* [Goal of the exercise]: Find the line with "One point for each instance of the goat ear, each" in the entries below. Repeat it, every following line, and the line with "One point for each instance of the shaggy", exactly and with nothing added.

Stored entries:
———
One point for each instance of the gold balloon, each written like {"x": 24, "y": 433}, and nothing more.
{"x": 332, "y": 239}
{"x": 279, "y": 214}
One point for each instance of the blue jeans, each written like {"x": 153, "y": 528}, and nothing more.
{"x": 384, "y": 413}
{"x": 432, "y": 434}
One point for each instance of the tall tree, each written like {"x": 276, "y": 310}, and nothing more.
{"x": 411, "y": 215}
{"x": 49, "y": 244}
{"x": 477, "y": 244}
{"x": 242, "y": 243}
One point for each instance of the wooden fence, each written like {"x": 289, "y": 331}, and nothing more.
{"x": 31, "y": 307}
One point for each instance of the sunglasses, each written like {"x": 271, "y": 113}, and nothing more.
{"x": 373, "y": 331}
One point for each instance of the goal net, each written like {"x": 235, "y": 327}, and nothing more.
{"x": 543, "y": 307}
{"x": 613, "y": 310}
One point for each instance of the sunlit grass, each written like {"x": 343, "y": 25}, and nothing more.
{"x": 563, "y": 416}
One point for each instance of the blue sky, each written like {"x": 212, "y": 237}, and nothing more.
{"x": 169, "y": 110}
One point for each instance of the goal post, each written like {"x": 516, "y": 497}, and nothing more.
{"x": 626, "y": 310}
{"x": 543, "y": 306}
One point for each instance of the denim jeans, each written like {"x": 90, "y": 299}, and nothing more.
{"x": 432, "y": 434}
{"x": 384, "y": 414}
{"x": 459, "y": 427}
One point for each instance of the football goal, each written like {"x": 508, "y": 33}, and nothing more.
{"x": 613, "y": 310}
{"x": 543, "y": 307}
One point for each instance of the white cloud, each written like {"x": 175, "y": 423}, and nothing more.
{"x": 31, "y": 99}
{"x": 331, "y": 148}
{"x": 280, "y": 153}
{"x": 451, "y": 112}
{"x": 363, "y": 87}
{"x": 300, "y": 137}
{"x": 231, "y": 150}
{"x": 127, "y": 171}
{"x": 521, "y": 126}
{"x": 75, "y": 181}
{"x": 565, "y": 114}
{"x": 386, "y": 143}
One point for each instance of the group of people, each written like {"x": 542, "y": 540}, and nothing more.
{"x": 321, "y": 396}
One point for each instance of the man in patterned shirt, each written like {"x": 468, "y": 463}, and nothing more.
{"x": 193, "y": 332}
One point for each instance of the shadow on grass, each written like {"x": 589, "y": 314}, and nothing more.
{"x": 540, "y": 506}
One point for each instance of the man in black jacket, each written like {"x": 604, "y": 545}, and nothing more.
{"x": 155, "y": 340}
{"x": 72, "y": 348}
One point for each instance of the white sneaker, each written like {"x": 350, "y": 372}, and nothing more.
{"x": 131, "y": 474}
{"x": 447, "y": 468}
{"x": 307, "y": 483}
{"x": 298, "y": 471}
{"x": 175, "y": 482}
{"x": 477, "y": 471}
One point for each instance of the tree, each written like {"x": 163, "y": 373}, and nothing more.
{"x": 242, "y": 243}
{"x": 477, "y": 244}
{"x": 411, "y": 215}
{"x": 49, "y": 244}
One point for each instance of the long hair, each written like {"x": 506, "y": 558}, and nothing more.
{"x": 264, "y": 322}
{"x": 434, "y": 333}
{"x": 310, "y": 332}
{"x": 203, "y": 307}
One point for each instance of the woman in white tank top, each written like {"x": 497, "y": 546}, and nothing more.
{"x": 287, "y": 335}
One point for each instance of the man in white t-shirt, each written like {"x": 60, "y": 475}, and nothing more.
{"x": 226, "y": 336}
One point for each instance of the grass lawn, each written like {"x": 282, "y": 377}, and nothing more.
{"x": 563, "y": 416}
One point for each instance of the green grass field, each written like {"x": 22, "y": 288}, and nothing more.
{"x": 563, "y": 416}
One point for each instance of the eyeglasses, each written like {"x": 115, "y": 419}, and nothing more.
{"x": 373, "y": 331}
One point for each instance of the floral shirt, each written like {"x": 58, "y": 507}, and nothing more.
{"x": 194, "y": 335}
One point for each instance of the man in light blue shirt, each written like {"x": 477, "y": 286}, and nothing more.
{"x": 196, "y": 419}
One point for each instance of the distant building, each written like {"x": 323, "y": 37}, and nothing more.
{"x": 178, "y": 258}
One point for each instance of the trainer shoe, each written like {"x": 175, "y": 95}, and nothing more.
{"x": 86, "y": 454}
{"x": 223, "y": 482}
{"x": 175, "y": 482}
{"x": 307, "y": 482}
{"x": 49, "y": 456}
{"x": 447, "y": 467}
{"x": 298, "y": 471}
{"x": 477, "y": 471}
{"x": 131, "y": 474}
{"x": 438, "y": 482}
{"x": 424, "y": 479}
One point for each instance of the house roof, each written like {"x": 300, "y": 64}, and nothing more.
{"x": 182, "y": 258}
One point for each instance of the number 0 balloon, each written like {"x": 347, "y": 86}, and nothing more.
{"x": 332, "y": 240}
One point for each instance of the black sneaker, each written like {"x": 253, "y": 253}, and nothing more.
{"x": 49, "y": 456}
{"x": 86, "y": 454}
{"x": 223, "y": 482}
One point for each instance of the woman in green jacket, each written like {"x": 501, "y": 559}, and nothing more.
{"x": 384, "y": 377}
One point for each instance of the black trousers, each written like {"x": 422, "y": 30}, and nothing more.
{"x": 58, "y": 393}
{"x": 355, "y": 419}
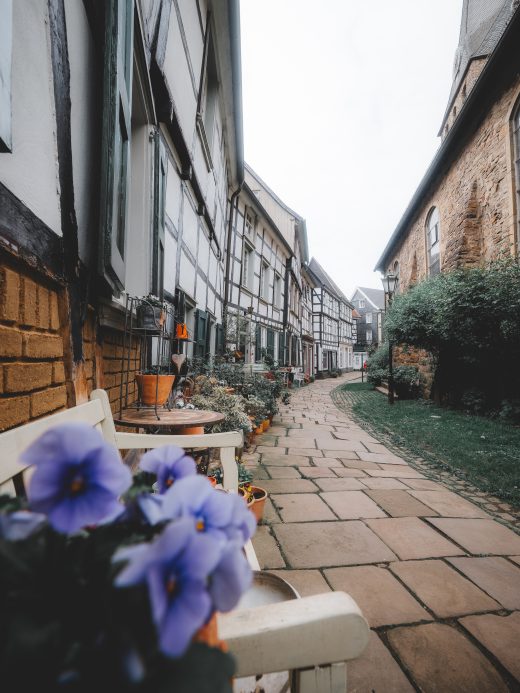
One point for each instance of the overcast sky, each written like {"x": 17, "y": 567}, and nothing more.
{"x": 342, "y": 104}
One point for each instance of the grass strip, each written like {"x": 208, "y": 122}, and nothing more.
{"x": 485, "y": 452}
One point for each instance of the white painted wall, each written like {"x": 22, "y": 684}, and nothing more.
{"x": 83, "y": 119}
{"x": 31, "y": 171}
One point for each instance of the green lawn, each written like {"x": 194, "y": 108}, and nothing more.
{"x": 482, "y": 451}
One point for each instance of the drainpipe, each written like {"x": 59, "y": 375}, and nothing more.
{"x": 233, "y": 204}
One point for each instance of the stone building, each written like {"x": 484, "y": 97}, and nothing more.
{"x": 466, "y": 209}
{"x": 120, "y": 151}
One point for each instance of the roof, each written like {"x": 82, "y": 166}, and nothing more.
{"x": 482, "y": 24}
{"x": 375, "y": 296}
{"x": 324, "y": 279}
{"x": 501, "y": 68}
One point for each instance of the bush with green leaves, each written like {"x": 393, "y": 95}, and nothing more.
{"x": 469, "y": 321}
———
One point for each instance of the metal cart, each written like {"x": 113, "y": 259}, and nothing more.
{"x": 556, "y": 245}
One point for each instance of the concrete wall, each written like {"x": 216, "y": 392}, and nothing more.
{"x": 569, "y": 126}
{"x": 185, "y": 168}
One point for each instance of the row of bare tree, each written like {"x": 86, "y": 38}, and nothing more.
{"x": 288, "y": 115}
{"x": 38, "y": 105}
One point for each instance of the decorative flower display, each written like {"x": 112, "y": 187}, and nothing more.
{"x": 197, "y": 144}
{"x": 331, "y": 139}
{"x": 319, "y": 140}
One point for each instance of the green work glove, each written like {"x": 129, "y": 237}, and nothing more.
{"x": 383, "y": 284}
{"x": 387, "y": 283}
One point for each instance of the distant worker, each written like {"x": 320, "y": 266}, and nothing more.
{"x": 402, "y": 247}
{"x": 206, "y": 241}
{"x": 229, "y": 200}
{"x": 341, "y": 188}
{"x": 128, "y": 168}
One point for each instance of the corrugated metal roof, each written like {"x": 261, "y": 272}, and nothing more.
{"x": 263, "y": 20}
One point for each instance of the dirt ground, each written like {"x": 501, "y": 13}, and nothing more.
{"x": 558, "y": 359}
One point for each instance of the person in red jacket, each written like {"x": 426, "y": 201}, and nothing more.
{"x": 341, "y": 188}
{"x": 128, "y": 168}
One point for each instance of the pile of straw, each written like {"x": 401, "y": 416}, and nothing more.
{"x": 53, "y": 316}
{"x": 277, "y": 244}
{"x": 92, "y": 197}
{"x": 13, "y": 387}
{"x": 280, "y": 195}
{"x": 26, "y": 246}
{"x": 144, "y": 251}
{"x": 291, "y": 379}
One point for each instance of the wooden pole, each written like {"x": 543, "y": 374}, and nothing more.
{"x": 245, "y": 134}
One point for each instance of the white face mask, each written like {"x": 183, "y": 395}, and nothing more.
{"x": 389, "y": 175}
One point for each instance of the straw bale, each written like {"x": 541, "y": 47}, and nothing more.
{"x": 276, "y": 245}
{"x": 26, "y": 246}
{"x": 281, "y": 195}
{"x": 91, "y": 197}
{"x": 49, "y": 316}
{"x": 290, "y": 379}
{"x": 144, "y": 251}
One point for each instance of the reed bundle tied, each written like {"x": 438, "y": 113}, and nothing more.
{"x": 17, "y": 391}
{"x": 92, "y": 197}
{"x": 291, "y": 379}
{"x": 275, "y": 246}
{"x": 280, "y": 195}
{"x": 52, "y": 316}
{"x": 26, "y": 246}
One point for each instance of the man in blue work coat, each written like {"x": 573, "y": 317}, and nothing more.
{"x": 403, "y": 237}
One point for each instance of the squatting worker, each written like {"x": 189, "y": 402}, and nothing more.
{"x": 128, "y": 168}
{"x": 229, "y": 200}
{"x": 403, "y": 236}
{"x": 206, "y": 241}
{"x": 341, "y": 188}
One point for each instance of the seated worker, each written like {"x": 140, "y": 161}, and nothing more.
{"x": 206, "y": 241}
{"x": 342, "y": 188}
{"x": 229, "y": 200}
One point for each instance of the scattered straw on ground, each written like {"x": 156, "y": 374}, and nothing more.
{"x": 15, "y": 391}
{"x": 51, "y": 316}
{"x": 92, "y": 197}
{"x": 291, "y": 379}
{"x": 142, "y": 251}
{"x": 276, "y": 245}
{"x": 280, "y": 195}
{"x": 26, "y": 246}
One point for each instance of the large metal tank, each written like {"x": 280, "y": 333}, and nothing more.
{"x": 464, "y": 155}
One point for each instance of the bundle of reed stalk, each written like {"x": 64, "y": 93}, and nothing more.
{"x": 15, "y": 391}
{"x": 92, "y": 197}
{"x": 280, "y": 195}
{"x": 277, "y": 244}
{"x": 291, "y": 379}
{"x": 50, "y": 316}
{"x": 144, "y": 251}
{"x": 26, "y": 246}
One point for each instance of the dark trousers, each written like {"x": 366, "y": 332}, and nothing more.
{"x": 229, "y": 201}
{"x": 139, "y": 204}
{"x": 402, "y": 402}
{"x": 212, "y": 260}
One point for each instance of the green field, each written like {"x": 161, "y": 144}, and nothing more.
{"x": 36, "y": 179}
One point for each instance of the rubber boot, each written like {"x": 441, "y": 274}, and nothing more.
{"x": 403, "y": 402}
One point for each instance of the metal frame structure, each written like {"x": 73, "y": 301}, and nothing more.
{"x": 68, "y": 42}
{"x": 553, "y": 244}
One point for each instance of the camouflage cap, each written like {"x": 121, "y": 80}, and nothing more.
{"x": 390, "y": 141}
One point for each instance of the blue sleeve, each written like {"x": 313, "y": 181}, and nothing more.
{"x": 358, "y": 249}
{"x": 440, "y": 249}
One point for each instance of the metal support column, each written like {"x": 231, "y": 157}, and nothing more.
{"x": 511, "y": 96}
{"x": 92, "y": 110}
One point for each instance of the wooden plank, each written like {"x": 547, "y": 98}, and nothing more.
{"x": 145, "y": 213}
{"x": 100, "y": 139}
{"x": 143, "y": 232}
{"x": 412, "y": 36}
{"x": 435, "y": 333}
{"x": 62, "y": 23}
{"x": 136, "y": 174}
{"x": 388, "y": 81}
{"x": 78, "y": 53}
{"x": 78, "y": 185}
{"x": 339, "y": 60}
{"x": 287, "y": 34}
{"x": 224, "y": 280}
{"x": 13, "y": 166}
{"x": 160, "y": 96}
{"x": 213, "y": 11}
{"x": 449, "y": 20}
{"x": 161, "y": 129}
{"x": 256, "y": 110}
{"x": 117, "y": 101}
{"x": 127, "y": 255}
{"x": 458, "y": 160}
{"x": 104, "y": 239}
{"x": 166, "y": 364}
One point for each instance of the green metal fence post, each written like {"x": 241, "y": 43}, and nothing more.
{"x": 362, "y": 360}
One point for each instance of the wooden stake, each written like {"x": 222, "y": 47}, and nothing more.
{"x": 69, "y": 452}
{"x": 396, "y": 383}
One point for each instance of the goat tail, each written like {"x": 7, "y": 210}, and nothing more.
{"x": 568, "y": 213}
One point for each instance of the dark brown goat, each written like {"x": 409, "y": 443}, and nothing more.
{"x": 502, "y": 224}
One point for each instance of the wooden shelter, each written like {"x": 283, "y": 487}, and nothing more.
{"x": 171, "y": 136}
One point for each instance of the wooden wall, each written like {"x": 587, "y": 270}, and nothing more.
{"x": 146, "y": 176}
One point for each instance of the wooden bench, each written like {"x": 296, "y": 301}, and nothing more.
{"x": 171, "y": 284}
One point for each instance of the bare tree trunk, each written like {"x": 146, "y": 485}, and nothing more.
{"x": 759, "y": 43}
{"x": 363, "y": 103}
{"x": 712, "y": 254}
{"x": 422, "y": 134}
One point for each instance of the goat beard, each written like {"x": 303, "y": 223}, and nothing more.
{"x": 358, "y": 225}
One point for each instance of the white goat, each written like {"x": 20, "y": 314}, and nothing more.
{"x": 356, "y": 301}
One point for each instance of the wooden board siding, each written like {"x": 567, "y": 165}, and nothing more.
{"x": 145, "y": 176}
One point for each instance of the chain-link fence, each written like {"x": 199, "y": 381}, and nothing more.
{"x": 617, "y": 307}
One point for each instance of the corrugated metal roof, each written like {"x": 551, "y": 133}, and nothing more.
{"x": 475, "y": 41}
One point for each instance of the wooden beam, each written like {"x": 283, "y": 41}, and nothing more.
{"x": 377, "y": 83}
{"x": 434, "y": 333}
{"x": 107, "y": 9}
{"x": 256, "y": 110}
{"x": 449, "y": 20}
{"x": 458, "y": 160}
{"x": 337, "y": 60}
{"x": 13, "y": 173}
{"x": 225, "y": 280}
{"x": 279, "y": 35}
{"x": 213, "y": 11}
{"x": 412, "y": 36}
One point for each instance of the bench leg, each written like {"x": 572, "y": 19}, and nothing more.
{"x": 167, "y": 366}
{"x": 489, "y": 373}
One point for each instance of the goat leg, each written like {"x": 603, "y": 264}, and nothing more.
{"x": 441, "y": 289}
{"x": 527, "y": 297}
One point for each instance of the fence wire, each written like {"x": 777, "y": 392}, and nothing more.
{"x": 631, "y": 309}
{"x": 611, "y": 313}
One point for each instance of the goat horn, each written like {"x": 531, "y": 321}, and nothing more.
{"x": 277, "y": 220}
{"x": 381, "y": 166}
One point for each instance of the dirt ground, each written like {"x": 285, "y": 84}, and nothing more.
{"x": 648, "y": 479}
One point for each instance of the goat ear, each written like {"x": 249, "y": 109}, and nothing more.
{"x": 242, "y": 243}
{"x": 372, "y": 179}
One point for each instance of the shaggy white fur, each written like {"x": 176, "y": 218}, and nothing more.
———
* [Written solution]:
One point for each instance of the goat ear, each written like {"x": 249, "y": 109}, and nothing more.
{"x": 242, "y": 243}
{"x": 372, "y": 179}
One point for each instance of the shaggy white fur, each written like {"x": 176, "y": 218}, and nothing more.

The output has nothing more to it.